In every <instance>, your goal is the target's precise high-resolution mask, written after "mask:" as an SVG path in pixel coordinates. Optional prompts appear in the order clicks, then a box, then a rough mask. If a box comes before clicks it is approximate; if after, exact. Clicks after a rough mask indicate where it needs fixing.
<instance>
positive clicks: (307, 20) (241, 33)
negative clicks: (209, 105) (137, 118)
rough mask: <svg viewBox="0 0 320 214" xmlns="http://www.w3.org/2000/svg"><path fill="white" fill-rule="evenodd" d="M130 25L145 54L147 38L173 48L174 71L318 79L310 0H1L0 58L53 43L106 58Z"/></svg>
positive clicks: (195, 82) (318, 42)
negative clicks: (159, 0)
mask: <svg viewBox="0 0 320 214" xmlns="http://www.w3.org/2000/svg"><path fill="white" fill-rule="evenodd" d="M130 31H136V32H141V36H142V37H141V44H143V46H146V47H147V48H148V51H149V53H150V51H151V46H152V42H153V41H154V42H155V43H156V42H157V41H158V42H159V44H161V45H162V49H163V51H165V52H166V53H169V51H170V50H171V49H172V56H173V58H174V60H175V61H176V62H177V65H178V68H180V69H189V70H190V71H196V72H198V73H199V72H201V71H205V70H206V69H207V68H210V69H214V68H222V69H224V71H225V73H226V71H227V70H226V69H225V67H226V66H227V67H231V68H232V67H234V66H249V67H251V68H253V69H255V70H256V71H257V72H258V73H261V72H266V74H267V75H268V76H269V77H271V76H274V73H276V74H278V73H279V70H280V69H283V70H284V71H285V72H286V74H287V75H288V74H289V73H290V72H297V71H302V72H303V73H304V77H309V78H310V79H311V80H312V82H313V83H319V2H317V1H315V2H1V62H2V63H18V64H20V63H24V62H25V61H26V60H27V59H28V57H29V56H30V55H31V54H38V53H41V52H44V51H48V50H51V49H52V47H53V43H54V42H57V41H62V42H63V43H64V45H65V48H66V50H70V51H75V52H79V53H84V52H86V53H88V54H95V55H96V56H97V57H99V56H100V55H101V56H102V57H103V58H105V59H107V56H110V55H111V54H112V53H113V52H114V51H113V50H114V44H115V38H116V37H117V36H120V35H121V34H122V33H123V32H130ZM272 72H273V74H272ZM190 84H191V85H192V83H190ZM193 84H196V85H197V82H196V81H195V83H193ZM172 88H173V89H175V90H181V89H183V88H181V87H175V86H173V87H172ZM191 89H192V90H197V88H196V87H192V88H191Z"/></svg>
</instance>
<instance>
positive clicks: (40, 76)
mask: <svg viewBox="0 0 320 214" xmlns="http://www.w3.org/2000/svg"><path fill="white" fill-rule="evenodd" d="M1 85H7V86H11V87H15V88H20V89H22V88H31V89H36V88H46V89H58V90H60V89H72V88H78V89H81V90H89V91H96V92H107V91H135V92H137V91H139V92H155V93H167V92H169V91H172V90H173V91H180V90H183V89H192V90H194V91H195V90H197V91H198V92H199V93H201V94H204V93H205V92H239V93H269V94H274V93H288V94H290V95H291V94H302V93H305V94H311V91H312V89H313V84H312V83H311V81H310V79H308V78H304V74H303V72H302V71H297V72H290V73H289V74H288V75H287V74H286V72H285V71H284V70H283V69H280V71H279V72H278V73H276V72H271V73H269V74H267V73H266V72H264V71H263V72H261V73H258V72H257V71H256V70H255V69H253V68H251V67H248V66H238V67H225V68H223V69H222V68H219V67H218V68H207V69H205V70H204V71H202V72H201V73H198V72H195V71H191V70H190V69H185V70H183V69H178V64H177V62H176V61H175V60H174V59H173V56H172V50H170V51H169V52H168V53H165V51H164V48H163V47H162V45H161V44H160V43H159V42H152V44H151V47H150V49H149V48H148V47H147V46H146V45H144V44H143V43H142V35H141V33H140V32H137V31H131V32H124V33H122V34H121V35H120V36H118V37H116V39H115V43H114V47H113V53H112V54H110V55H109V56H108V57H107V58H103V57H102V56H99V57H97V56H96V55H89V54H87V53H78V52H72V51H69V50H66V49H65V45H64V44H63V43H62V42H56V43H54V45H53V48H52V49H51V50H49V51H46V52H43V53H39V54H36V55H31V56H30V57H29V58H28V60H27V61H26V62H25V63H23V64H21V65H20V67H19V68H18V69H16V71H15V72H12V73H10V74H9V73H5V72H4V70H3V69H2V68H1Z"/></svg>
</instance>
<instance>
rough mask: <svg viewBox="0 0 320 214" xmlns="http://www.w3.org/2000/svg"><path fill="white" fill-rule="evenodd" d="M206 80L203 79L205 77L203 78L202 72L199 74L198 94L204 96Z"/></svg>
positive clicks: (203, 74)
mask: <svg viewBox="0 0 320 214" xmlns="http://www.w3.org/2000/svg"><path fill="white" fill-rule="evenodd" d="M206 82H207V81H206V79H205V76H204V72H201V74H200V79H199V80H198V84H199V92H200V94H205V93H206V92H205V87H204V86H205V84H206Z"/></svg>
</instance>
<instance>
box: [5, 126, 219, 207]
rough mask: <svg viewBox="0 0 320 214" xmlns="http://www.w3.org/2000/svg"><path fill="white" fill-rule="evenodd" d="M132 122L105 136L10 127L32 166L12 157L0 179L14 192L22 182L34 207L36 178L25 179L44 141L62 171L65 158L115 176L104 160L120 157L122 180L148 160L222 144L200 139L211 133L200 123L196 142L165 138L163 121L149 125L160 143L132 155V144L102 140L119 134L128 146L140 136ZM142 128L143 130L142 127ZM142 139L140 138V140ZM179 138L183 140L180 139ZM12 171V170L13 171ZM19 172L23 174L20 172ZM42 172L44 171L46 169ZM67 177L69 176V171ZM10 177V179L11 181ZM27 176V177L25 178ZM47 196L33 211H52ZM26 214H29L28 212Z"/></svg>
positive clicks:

..........

All of the material needs to be reproduced exactly as it reads.

Answer for the task:
In every <instance>, your goal is the target's precise high-resolution mask, written after "mask:" as an SVG path in pixel coordinates. Optional prompts appear in the order clicks, then a box, then a rough mask. If a box comes before clicks it is approximate; if after, exact. Clicks after a rough mask indicate where it needs fixing.
<instance>
positive clicks: (307, 20) (241, 33)
negative clicks: (209, 105) (137, 118)
rough mask: <svg viewBox="0 0 320 214" xmlns="http://www.w3.org/2000/svg"><path fill="white" fill-rule="evenodd" d="M130 25L145 54L147 38L173 48L174 71L318 79L310 0H1L0 58L53 43L106 58Z"/></svg>
positive clicks: (195, 82) (318, 42)
negative clicks: (159, 0)
mask: <svg viewBox="0 0 320 214" xmlns="http://www.w3.org/2000/svg"><path fill="white" fill-rule="evenodd" d="M130 31H136V32H141V36H142V37H141V44H143V46H146V47H147V48H148V51H149V53H150V51H151V46H152V42H153V41H154V42H155V43H156V42H157V41H158V42H159V44H161V45H162V49H163V51H165V52H166V53H169V51H170V50H171V49H172V56H173V58H174V60H175V61H176V62H177V65H178V68H180V69H189V70H190V71H196V72H198V73H199V72H201V71H205V70H206V69H207V68H210V69H214V68H222V69H224V71H225V73H226V71H227V70H226V69H225V67H226V66H227V67H231V68H232V67H234V66H249V67H251V68H253V69H255V70H256V71H257V72H258V73H261V72H266V74H267V75H268V76H269V77H271V76H274V73H276V74H278V73H279V70H280V69H283V70H284V71H285V72H286V74H287V75H288V74H289V73H290V72H297V71H302V72H303V73H304V77H309V78H310V79H311V80H312V82H313V83H319V2H317V1H315V2H1V62H2V63H18V64H20V63H24V62H25V61H26V60H27V59H28V57H29V56H30V55H31V54H38V53H41V52H44V51H48V50H51V49H52V47H53V43H54V42H57V41H62V42H63V43H64V45H65V48H66V50H70V51H75V52H79V53H84V52H86V53H88V54H95V55H96V56H97V57H99V56H100V55H101V56H102V57H103V58H105V59H107V56H110V55H111V54H112V53H113V52H114V51H113V50H114V44H115V38H116V37H117V36H120V35H121V34H122V33H123V32H130ZM272 72H273V74H272ZM190 84H191V85H192V83H190ZM193 84H196V85H197V82H196V81H195V83H193ZM172 88H173V89H175V90H181V89H183V88H181V87H175V86H173V87H172ZM191 89H192V90H197V88H196V87H192V88H191Z"/></svg>
</instance>
<instance>
positive clicks: (40, 76)
mask: <svg viewBox="0 0 320 214" xmlns="http://www.w3.org/2000/svg"><path fill="white" fill-rule="evenodd" d="M1 85H7V86H11V87H15V88H20V89H22V88H31V89H36V88H46V89H58V90H60V89H72V88H78V89H81V90H89V91H96V92H107V91H135V92H137V91H139V92H155V93H167V92H169V91H172V90H173V91H180V90H183V89H192V90H194V91H195V90H197V91H198V92H199V93H201V94H204V93H205V92H239V93H269V94H274V93H288V94H290V95H291V94H302V93H305V94H311V91H312V89H313V84H312V83H311V81H310V79H308V78H304V74H303V72H302V71H297V72H290V73H289V74H288V75H287V74H286V72H285V71H284V70H283V69H280V71H279V72H278V73H276V72H271V73H269V74H267V73H266V72H264V71H263V72H261V73H258V72H257V71H256V70H255V69H253V68H251V67H248V66H238V67H225V68H223V69H222V68H219V67H218V68H207V69H205V70H204V71H202V72H201V73H198V72H195V71H191V70H190V69H185V70H183V69H178V64H177V62H176V61H175V60H174V59H173V56H172V50H170V51H169V52H168V53H165V51H164V48H163V47H162V45H161V44H160V43H159V42H152V44H151V47H150V49H149V48H148V47H147V46H146V45H144V44H143V43H142V35H141V33H140V32H137V31H131V32H124V33H122V34H121V35H120V36H118V37H116V39H115V43H114V47H113V53H112V54H110V55H109V56H108V57H107V58H103V57H102V56H99V57H97V56H96V55H89V54H87V53H78V52H72V51H69V50H66V49H65V45H64V44H63V43H62V42H56V43H54V45H53V48H52V49H51V50H49V51H46V52H43V53H39V54H36V55H31V56H30V57H29V58H28V60H27V61H26V62H25V63H23V64H21V65H20V67H19V68H18V69H16V71H15V72H12V73H10V74H9V73H5V72H4V70H3V69H2V68H1Z"/></svg>
</instance>
<instance>
rough mask: <svg viewBox="0 0 320 214" xmlns="http://www.w3.org/2000/svg"><path fill="white" fill-rule="evenodd" d="M206 80L203 79L205 77L203 78L202 72L199 74L198 94L204 96Z"/></svg>
positive clicks: (203, 74)
mask: <svg viewBox="0 0 320 214" xmlns="http://www.w3.org/2000/svg"><path fill="white" fill-rule="evenodd" d="M206 82H207V81H206V79H205V76H204V72H201V74H200V79H199V80H198V84H199V92H200V94H205V93H206V92H205V87H204V86H205V84H206Z"/></svg>
</instance>
<instance>
box: [5, 126, 219, 207]
rough mask: <svg viewBox="0 0 320 214" xmlns="http://www.w3.org/2000/svg"><path fill="white" fill-rule="evenodd" d="M132 122L105 136L10 127L32 166L12 157L0 179L14 192L22 182L34 207L36 178L25 179L44 141L62 171L65 158L115 176L104 160L120 157L122 180L148 160L222 144L200 139L211 133L200 123L196 142L165 138L163 121L149 125L160 143L132 155V144L102 140L119 134L128 146L140 136ZM142 128L143 130L142 127ZM142 139L140 138V140ZM179 138L183 140L180 139ZM12 171V170L13 171ZM19 172L23 174L20 172ZM42 172L44 171L46 169ZM67 177L69 176V171ZM10 177V179L11 181ZM27 176V177L25 178ZM47 196L33 211H52ZM26 214H29L28 212Z"/></svg>
positive clicks:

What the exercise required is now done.